Image annotation data
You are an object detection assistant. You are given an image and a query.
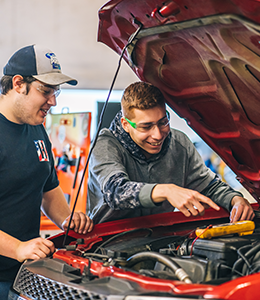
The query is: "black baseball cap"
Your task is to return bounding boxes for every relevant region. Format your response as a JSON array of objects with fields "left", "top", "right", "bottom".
[{"left": 3, "top": 45, "right": 78, "bottom": 85}]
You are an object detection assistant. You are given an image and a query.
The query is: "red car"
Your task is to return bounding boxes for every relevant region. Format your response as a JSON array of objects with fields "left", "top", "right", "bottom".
[{"left": 9, "top": 0, "right": 260, "bottom": 300}]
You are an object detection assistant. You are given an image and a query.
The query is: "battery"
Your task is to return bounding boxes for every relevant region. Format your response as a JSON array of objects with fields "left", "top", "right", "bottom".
[{"left": 195, "top": 220, "right": 255, "bottom": 239}]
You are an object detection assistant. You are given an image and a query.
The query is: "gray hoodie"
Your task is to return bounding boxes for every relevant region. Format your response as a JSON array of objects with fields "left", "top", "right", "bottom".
[{"left": 87, "top": 111, "right": 242, "bottom": 224}]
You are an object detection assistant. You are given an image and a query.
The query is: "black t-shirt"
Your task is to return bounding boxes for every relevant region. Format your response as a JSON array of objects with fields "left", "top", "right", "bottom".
[{"left": 0, "top": 114, "right": 59, "bottom": 281}]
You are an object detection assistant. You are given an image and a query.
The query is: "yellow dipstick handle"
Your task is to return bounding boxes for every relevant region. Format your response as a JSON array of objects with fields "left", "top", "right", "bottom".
[{"left": 195, "top": 221, "right": 255, "bottom": 239}]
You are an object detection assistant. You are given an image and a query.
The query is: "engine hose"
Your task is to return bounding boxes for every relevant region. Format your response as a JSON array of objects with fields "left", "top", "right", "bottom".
[
  {"left": 232, "top": 244, "right": 260, "bottom": 272},
  {"left": 127, "top": 251, "right": 192, "bottom": 283}
]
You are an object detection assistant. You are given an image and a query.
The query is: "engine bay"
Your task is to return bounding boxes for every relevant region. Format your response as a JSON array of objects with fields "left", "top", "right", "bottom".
[{"left": 83, "top": 221, "right": 260, "bottom": 285}]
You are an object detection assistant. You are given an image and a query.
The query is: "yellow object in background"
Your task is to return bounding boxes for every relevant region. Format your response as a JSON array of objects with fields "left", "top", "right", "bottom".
[{"left": 195, "top": 221, "right": 255, "bottom": 239}]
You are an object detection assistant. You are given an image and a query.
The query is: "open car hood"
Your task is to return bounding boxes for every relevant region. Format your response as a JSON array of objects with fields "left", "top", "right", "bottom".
[{"left": 98, "top": 0, "right": 260, "bottom": 202}]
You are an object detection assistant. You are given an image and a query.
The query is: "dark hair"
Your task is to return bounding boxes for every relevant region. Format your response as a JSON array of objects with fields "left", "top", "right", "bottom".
[
  {"left": 121, "top": 82, "right": 165, "bottom": 117},
  {"left": 0, "top": 75, "right": 36, "bottom": 95}
]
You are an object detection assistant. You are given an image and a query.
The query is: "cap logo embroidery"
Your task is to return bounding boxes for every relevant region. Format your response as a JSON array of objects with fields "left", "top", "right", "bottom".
[{"left": 45, "top": 52, "right": 61, "bottom": 70}]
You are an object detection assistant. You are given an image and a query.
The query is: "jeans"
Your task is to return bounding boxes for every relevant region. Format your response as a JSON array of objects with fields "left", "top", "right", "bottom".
[{"left": 0, "top": 281, "right": 12, "bottom": 300}]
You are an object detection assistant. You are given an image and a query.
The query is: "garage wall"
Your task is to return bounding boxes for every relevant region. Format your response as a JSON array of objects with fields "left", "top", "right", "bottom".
[{"left": 0, "top": 0, "right": 138, "bottom": 89}]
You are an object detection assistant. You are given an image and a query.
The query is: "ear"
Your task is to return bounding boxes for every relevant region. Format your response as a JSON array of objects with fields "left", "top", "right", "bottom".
[
  {"left": 13, "top": 75, "right": 26, "bottom": 93},
  {"left": 121, "top": 117, "right": 130, "bottom": 133}
]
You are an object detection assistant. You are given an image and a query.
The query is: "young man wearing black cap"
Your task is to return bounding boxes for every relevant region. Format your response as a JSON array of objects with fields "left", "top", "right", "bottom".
[{"left": 0, "top": 45, "right": 93, "bottom": 299}]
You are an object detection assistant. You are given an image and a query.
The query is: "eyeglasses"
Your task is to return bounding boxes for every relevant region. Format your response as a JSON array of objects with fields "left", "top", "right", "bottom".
[
  {"left": 33, "top": 82, "right": 61, "bottom": 99},
  {"left": 124, "top": 110, "right": 170, "bottom": 132}
]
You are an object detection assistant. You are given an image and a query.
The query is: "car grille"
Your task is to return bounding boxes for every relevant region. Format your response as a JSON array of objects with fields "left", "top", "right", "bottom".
[{"left": 14, "top": 268, "right": 106, "bottom": 300}]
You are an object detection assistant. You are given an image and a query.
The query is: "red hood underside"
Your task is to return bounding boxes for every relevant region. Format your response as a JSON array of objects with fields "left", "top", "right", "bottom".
[{"left": 98, "top": 0, "right": 260, "bottom": 204}]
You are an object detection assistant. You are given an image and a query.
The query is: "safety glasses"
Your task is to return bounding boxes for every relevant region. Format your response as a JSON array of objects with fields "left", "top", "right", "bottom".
[
  {"left": 124, "top": 110, "right": 170, "bottom": 132},
  {"left": 32, "top": 81, "right": 61, "bottom": 99}
]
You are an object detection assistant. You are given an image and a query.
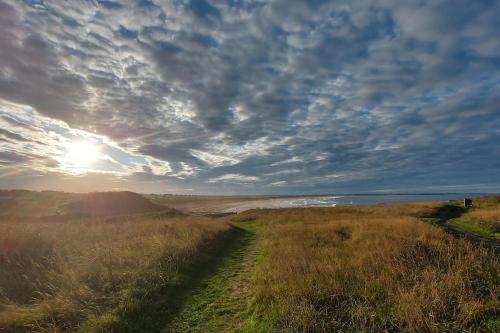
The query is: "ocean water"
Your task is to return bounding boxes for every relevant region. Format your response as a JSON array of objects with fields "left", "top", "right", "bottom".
[{"left": 225, "top": 194, "right": 480, "bottom": 213}]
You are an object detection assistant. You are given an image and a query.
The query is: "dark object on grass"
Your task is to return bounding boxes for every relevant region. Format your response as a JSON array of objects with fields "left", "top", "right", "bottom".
[{"left": 464, "top": 198, "right": 472, "bottom": 208}]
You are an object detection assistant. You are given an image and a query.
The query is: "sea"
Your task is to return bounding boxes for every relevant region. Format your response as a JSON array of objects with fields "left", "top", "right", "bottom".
[{"left": 224, "top": 193, "right": 483, "bottom": 213}]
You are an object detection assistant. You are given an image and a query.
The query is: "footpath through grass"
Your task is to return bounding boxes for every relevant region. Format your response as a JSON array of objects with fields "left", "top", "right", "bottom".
[
  {"left": 84, "top": 220, "right": 254, "bottom": 332},
  {"left": 449, "top": 218, "right": 500, "bottom": 241},
  {"left": 163, "top": 223, "right": 256, "bottom": 332}
]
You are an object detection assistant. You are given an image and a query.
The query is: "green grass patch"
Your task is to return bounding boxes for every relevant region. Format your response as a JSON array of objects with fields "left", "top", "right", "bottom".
[
  {"left": 164, "top": 219, "right": 255, "bottom": 332},
  {"left": 449, "top": 218, "right": 500, "bottom": 240}
]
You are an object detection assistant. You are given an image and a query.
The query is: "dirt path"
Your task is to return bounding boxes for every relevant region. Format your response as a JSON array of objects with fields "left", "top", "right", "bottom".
[
  {"left": 163, "top": 220, "right": 256, "bottom": 332},
  {"left": 432, "top": 205, "right": 500, "bottom": 254}
]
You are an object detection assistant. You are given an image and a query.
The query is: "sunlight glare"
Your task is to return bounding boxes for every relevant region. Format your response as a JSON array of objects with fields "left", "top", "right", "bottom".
[{"left": 68, "top": 141, "right": 99, "bottom": 166}]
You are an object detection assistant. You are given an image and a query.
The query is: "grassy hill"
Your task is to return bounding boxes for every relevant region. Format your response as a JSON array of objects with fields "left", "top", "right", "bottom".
[
  {"left": 0, "top": 190, "right": 180, "bottom": 219},
  {"left": 0, "top": 192, "right": 500, "bottom": 332}
]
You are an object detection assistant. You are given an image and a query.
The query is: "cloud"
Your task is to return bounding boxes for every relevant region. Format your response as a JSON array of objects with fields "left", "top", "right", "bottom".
[{"left": 0, "top": 0, "right": 500, "bottom": 193}]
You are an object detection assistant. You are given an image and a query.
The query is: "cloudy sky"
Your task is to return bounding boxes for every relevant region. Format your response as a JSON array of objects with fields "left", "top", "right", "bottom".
[{"left": 0, "top": 0, "right": 500, "bottom": 194}]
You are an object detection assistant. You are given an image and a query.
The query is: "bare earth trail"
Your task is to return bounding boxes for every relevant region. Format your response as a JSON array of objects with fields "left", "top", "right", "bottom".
[
  {"left": 162, "top": 219, "right": 257, "bottom": 332},
  {"left": 426, "top": 205, "right": 500, "bottom": 254}
]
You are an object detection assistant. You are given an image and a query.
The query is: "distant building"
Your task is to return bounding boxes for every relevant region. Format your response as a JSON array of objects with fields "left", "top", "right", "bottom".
[{"left": 464, "top": 198, "right": 472, "bottom": 208}]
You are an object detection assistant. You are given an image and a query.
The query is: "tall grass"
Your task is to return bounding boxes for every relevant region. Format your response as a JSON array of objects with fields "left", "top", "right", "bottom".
[
  {"left": 451, "top": 196, "right": 500, "bottom": 240},
  {"left": 247, "top": 204, "right": 500, "bottom": 332},
  {"left": 0, "top": 216, "right": 229, "bottom": 332}
]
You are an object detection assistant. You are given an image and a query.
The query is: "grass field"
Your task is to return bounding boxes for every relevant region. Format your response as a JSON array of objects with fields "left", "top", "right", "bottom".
[
  {"left": 240, "top": 204, "right": 500, "bottom": 332},
  {"left": 0, "top": 194, "right": 500, "bottom": 332},
  {"left": 0, "top": 213, "right": 230, "bottom": 331},
  {"left": 450, "top": 197, "right": 500, "bottom": 240}
]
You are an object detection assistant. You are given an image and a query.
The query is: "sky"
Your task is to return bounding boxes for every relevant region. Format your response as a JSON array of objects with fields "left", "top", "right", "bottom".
[{"left": 0, "top": 0, "right": 500, "bottom": 194}]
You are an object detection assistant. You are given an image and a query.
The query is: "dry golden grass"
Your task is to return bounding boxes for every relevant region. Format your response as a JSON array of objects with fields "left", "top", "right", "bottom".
[
  {"left": 0, "top": 213, "right": 230, "bottom": 331},
  {"left": 246, "top": 204, "right": 500, "bottom": 332},
  {"left": 451, "top": 196, "right": 500, "bottom": 241}
]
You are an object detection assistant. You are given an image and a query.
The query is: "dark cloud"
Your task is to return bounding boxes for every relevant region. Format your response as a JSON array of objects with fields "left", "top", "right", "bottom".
[{"left": 0, "top": 0, "right": 500, "bottom": 193}]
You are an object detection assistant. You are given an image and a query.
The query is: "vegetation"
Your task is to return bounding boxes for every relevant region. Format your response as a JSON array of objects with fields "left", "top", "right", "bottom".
[
  {"left": 0, "top": 213, "right": 231, "bottom": 332},
  {"left": 450, "top": 196, "right": 500, "bottom": 240},
  {"left": 0, "top": 192, "right": 500, "bottom": 332},
  {"left": 245, "top": 204, "right": 500, "bottom": 332}
]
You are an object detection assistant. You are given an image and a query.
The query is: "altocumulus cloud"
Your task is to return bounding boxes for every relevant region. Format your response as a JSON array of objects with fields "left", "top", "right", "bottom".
[{"left": 0, "top": 0, "right": 500, "bottom": 193}]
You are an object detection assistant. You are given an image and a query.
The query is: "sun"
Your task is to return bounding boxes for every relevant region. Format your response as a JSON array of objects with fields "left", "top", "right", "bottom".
[{"left": 67, "top": 141, "right": 99, "bottom": 166}]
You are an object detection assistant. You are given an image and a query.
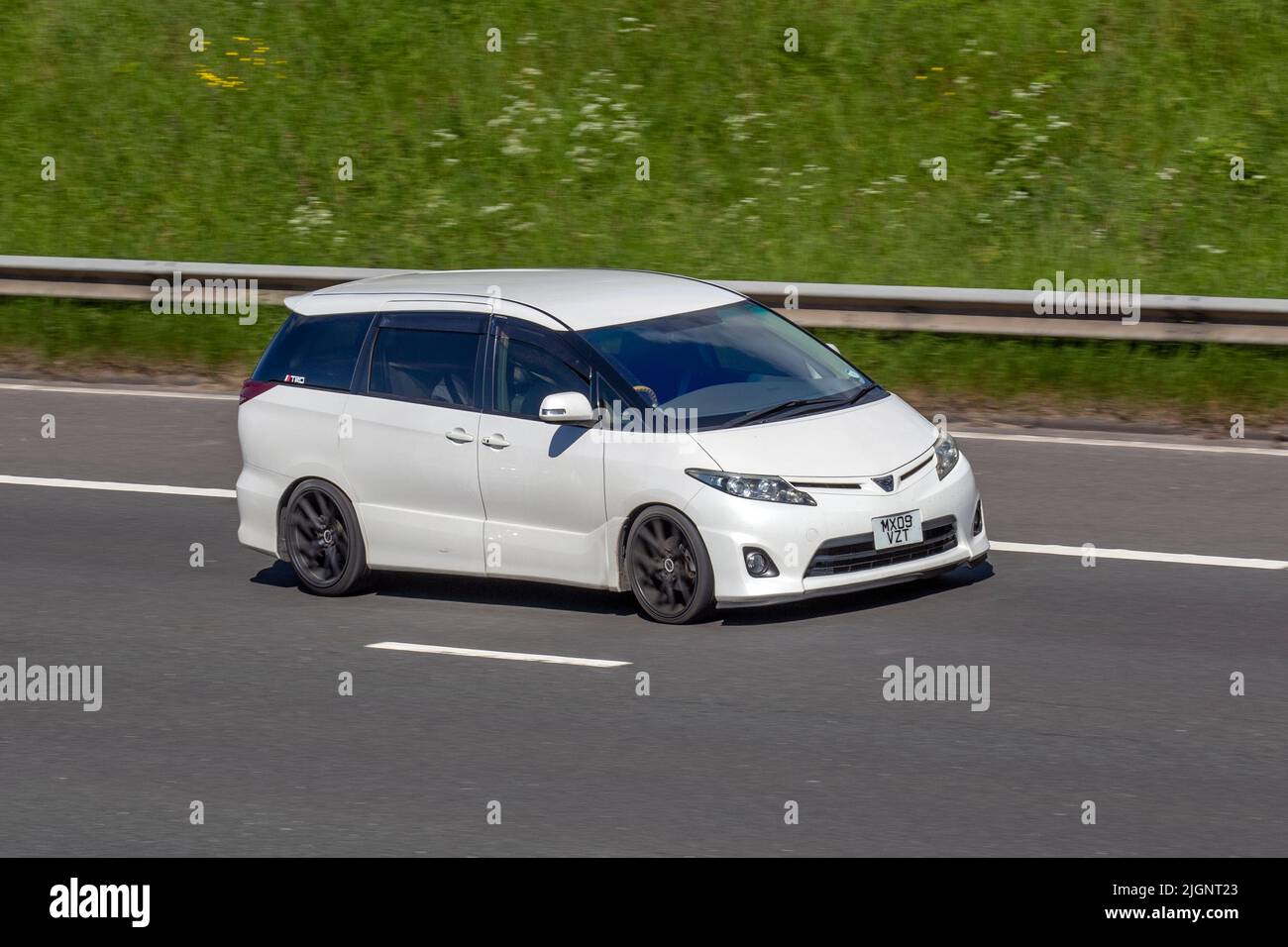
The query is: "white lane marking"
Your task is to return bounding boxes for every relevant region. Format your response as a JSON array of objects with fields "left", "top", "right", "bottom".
[
  {"left": 0, "top": 381, "right": 237, "bottom": 401},
  {"left": 952, "top": 430, "right": 1288, "bottom": 458},
  {"left": 368, "top": 642, "right": 630, "bottom": 668},
  {"left": 988, "top": 540, "right": 1288, "bottom": 570},
  {"left": 0, "top": 474, "right": 1288, "bottom": 575},
  {"left": 0, "top": 474, "right": 237, "bottom": 500}
]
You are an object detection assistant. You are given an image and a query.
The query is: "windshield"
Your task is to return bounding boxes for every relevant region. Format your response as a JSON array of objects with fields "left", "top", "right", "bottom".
[{"left": 581, "top": 300, "right": 871, "bottom": 428}]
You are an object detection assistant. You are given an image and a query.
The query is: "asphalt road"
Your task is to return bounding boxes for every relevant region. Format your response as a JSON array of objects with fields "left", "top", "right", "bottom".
[{"left": 0, "top": 381, "right": 1288, "bottom": 856}]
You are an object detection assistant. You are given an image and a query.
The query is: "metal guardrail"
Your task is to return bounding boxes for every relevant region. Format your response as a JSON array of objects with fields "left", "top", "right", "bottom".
[{"left": 0, "top": 256, "right": 1288, "bottom": 346}]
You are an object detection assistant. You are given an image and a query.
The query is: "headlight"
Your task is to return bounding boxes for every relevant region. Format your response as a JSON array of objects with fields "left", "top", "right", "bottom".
[
  {"left": 935, "top": 434, "right": 962, "bottom": 479},
  {"left": 684, "top": 469, "right": 818, "bottom": 506}
]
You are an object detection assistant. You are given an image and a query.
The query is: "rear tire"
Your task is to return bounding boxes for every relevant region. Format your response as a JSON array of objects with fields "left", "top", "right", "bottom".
[
  {"left": 626, "top": 506, "right": 716, "bottom": 625},
  {"left": 282, "top": 480, "right": 371, "bottom": 595}
]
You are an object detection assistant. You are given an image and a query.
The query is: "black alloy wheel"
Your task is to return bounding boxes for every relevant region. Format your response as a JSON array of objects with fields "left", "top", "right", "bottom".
[
  {"left": 626, "top": 506, "right": 715, "bottom": 625},
  {"left": 282, "top": 480, "right": 368, "bottom": 595}
]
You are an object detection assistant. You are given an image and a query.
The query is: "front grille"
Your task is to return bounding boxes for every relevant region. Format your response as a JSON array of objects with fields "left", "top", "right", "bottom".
[{"left": 805, "top": 517, "right": 957, "bottom": 579}]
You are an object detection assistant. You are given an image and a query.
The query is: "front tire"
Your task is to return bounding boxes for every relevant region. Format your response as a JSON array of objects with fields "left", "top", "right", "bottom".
[
  {"left": 282, "top": 480, "right": 370, "bottom": 595},
  {"left": 626, "top": 506, "right": 716, "bottom": 625}
]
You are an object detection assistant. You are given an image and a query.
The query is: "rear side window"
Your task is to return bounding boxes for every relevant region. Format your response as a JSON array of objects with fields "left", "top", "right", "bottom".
[
  {"left": 368, "top": 329, "right": 483, "bottom": 408},
  {"left": 252, "top": 313, "right": 373, "bottom": 391}
]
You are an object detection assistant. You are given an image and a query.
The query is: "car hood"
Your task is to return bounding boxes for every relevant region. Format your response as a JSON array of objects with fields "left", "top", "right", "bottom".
[{"left": 693, "top": 394, "right": 937, "bottom": 479}]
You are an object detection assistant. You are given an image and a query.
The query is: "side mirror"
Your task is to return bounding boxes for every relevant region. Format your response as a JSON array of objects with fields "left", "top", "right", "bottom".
[{"left": 537, "top": 391, "right": 595, "bottom": 424}]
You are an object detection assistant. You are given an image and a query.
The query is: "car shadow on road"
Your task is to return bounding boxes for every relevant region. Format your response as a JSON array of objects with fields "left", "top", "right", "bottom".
[
  {"left": 250, "top": 561, "right": 636, "bottom": 614},
  {"left": 250, "top": 562, "right": 993, "bottom": 627}
]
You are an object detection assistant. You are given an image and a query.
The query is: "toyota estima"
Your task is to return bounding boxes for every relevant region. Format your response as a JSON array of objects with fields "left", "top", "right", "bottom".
[{"left": 237, "top": 269, "right": 988, "bottom": 622}]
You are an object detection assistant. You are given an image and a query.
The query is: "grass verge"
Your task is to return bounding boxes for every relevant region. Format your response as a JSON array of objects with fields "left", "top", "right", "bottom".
[{"left": 0, "top": 297, "right": 1288, "bottom": 429}]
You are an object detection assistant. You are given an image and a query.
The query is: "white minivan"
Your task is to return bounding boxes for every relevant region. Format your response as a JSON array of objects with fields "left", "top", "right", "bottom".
[{"left": 237, "top": 269, "right": 988, "bottom": 624}]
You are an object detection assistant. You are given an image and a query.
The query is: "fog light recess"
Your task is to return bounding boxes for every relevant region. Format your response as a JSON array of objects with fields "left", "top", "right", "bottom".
[{"left": 742, "top": 546, "right": 778, "bottom": 579}]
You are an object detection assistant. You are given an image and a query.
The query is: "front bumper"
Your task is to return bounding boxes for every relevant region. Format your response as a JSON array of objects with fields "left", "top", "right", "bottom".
[{"left": 684, "top": 456, "right": 988, "bottom": 605}]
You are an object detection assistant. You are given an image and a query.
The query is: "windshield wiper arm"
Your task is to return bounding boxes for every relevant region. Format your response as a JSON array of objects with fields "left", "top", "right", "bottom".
[{"left": 731, "top": 381, "right": 877, "bottom": 427}]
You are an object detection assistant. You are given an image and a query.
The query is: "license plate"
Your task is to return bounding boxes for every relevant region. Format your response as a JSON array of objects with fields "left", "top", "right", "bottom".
[{"left": 872, "top": 510, "right": 921, "bottom": 549}]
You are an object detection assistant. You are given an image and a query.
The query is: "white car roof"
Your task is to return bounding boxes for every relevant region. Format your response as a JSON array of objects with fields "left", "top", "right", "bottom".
[{"left": 286, "top": 269, "right": 743, "bottom": 331}]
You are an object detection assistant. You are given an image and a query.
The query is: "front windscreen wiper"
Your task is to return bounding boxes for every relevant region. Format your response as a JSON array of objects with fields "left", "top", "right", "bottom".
[{"left": 729, "top": 381, "right": 877, "bottom": 428}]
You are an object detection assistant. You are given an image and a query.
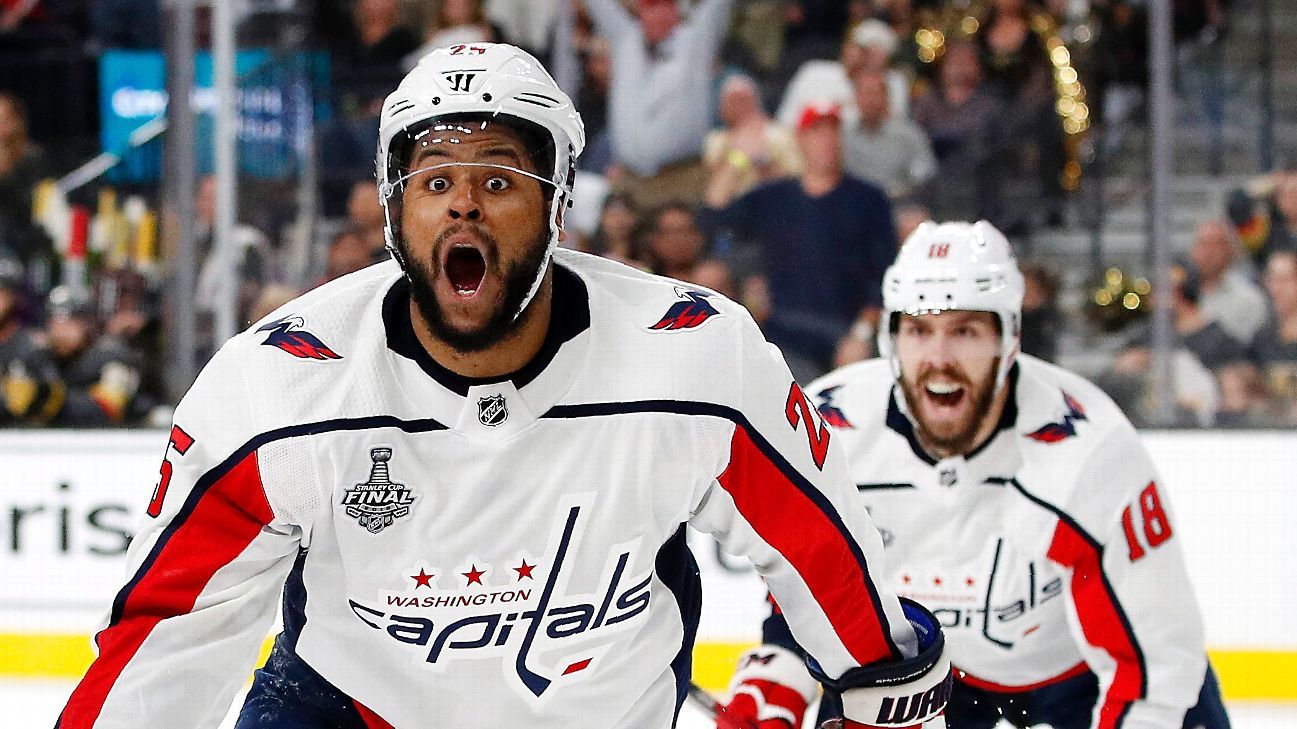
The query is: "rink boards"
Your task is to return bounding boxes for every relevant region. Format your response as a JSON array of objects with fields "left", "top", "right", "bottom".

> **TASK DIRECTIONS**
Count the lines of the material above that contain the string "dark". Reply with the number alone.

> **SOLUTION FOR THIS TASK**
3